- [STATED EXERCISE 1] Return the part of the Eric Hoffer post starting with "They were well" and going on through "schoolhouse red, white, and blue.".
- [STATED EXERCISE 2]
Answer these from the Eric Hoffer post:
(a) For how long did Hoffer serve on the San Francisco Art Commission?
(b) What colors did the people of Bernal Heights want to paint their schoolhouse?
(c) What kind of bow tie did the school principal wear?

- [TEXT EXCERPT]
==============================

Monday, April 6, 2009

Impossible Today

A reader suggested I read some of Eric Hoffer's work based on what she thought of my thinking and writing. Much appreciation. He's a great read and almost prophetic in some places. At other times I find the scenarios he describes next to impossible. Take the chapter on Bernal Heights from his book In Our Time. Hoffer served for two years on the San Francisco Art Commission, a task he found dreary and boring. Except for one amazing incident:

There was a crowd of people in the back of the room when I arrived... The crowd came from Bernal Heights, a workingman's neighborhood, where people of different ethinic backgrounds live side by side. There were whites, blacks, Chicanos, Samoans, Indians, and some Chinese. The neighborhood had its share of loud-mouthed sekf-appointed spokesmen for minorities, but judging by what the crowd has to say, the militants were without a following. The people of Bernal Heights, most of them members of minorities, did not want to be minoritists. They wanted to be full blown Americans, members of one nation indivisible, and to symbolize this common aspiration they had decided to paint their schoolhouse, situated on the top of a hill, red, white, and blue. To do so they had to have the permission of the art commission, but our expert had vetoed the color scheme as garish. The crowd had come to put the case before the members of the commission and call for a vote.

They were well prepared. Their speakers spoke clearly and forcefully. The principal of the school spoke last. He was a middle aged, gray haired, neatly dressed, passionate Chicano, with a stars and stripes bow tie. He spoke of America the way a man speaks of the woman he loves. he had discovered America all by himself. It occurred to me as I listened to him that America is only appreciated by people who discover it. Some of us discovered America in the prison barracks of North Vietnam.

The commission voted unaminously to let the people of Bernal Heights paint their schoolhouse red, white, and blue.

==============================

- [RECORD LIST]
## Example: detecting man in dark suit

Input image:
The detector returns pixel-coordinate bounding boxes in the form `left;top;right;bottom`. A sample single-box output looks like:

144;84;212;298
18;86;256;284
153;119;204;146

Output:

==============================

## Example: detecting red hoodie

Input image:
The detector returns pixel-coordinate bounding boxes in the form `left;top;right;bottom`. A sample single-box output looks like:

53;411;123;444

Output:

==============================

- [CORRECT ANSWER 1]
They were well prepared. Their speakers spoke clearly and forcefully. The principal of the school spoke last. He was a middle aged, gray haired, neatly dressed, passionate Chicano, with a stars and stripes bow tie. He spoke of America the way a man speaks of the woman he loves. he had discovered America all by himself. It occurred to me as I listened to him that America is only appreciated by people who discover it. Some of us discovered America in the prison barracks of North Vietnam.

The commission voted unaminously to let the people of Bernal Heights paint their schoolhouse red, white, and blue.

- [CORRECT ANSWER 2]
(a) Two years.
(b) Red, white, and blue.
(c) A stars and stripes bow tie.